Задание:
Оформите все строки ниже в нумерованный список, пропустив пустые. Картинки в ответ не переносите.

───

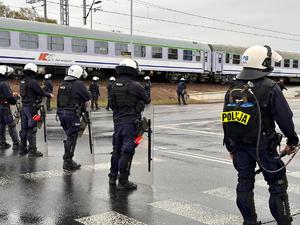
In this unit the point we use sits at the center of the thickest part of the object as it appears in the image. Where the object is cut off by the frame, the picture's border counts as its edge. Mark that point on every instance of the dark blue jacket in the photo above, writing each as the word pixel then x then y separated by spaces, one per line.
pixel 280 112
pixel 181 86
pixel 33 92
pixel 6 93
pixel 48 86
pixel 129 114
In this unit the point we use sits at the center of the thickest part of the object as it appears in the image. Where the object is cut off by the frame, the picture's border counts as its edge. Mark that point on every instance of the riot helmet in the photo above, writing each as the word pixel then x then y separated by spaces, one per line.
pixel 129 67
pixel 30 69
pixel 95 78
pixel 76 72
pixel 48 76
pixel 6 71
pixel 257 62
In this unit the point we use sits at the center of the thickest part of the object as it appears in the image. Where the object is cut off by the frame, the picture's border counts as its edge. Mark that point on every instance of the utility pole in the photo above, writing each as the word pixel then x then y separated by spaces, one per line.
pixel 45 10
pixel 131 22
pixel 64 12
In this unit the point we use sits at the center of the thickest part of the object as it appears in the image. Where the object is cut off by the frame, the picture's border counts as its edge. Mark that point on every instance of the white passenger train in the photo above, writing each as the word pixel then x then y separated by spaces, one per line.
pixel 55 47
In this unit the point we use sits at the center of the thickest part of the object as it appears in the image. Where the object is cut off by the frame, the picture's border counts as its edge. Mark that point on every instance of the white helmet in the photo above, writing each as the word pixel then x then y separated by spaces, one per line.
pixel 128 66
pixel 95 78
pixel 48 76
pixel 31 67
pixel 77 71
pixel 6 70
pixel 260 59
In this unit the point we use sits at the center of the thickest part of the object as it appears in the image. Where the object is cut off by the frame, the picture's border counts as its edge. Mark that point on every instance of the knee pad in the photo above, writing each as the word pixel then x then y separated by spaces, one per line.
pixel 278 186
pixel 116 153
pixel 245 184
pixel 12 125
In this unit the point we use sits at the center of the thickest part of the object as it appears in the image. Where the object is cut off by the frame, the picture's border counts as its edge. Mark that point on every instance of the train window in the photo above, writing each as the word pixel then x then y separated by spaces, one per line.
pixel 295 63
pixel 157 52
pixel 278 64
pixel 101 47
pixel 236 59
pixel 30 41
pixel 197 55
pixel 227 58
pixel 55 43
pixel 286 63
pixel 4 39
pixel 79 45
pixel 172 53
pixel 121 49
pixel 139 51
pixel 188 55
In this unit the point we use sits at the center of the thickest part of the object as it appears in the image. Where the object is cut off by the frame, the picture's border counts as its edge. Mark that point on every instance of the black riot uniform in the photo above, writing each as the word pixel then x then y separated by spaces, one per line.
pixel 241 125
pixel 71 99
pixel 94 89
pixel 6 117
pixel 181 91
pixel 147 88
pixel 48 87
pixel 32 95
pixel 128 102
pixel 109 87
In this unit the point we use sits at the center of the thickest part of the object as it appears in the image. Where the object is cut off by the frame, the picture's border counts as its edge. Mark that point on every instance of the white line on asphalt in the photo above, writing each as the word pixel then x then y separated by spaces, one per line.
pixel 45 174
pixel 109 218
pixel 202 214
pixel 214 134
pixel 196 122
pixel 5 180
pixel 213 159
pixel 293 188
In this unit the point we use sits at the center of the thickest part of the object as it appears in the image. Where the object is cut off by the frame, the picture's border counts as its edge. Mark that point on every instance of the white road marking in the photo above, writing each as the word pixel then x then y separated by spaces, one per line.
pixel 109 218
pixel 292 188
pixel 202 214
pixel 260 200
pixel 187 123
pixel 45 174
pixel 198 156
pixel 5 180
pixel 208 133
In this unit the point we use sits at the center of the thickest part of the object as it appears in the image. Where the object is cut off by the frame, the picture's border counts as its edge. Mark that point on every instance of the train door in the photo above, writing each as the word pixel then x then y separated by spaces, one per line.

───

Решение:
1. In this unit the point we use sits at the center of the thickest part of the object as it appears in the image. Where the object is cut off by the frame, the picture's border counts as its edge. Mark that point on every instance of the dark blue jacket in the photo above, writing each as the word pixel then x then y separated by spaces, one per line.
2. pixel 280 112
3. pixel 181 86
4. pixel 33 92
5. pixel 6 93
6. pixel 48 86
7. pixel 129 114
8. In this unit the point we use sits at the center of the thickest part of the object as it appears in the image. Where the object is cut off by the frame, the picture's border counts as its edge. Mark that point on every instance of the riot helmet in the photo above, writing each as the word pixel then x then y separated by spaces, one per line.
9. pixel 129 67
10. pixel 30 69
11. pixel 95 78
12. pixel 76 72
13. pixel 48 76
14. pixel 6 71
15. pixel 257 62
16. In this unit the point we use sits at the center of the thickest part of the object as it appears in the image. Where the object is cut off by the frame, the picture's border counts as its edge. Mark that point on every instance of the utility pole in the photo above, writing each as the word pixel then x then y separated by spaces, one per line.
17. pixel 45 10
18. pixel 131 22
19. pixel 64 12
20. In this unit the point we use sits at the center of the thickest part of the object as it appears in the image. Where the object is cut off by the frame, the picture's border counts as its edge. Mark that point on every instance of the white passenger train in the photo above, writing each as the word pixel then x then y separated by spaces, one per line.
21. pixel 55 47
22. In this unit the point we use sits at the center of the thickest part of the object as it appears in the image. Where the object is cut off by the frame, the picture's border counts as its edge. Mark that point on every instance of the white helmet in the photo above, writing each as the word pixel then x then y separated by spaces, one per line.
23. pixel 128 66
24. pixel 95 78
25. pixel 48 76
26. pixel 31 67
27. pixel 77 71
28. pixel 6 70
29. pixel 260 59
30. In this unit the point we use sits at the center of the thickest part of the object as it appears in the image. Where the object is cut off by the frame, the picture's border counts as its edge. Mark that point on every instance of the knee pad in the photo above, writing each as the word pixel then x then y separated by spaces, one per line.
31. pixel 278 186
32. pixel 116 153
33. pixel 245 184
34. pixel 12 125
35. In this unit the point we use sits at the center of the thickest part of the object as it appears in the image. Where the object is cut off by the frame, the picture's border counts as its edge. Mark that point on every instance of the train window in the photo above, writing each as the word pixel then x then y separated by spaces, one per line.
36. pixel 295 63
37. pixel 157 52
38. pixel 278 64
39. pixel 101 47
40. pixel 236 59
41. pixel 30 41
42. pixel 197 55
43. pixel 227 58
44. pixel 55 43
45. pixel 286 63
46. pixel 4 39
47. pixel 79 45
48. pixel 172 53
49. pixel 121 49
50. pixel 139 51
51. pixel 188 55
52. In this unit the point we use sits at the center of the thickest part of the object as it appears in the image. Where the object is cut off by the frame, the picture's border counts as its edge. Mark that point on every instance of the black riot uniform in the photo above, writing each as the word pixel then x then y separated by spaces, one per line.
53. pixel 241 125
54. pixel 71 99
55. pixel 94 89
56. pixel 6 117
57. pixel 181 91
58. pixel 147 88
59. pixel 48 87
60. pixel 32 95
61. pixel 128 102
62. pixel 109 87
63. In this unit the point we use sits at the center of the thickest part of the object as it appears in the image. Where the object is cut off by the frame, the picture's border counts as its edge. Mark that point on every instance of the white line on asphalt in the photo above, writing each as the word pixel then x then y separated by spaces, one per line.
64. pixel 45 174
65. pixel 109 218
66. pixel 202 214
67. pixel 214 134
68. pixel 196 122
69. pixel 5 180
70. pixel 213 159
71. pixel 293 188
72. In this unit the point we use sits at the center of the thickest part of the object as it appears in the image. Where the object is cut off by the frame, the picture's border counts as its edge. Mark that point on every instance of the white road marking in the photo above, writing each as the word pixel then x then y separated by spaces, one per line.
73. pixel 109 218
74. pixel 292 188
75. pixel 202 214
76. pixel 260 200
77. pixel 187 123
78. pixel 45 174
79. pixel 198 156
80. pixel 5 180
81. pixel 208 133
82. In this unit the point we use sits at the center of the thickest part of the object as it appears in the image. Where the object is cut off by the frame, the picture's border counts as its edge. Mark that point on every instance of the train door in the photo above, writing each as the word pixel then x then y separated by spaces, one per line.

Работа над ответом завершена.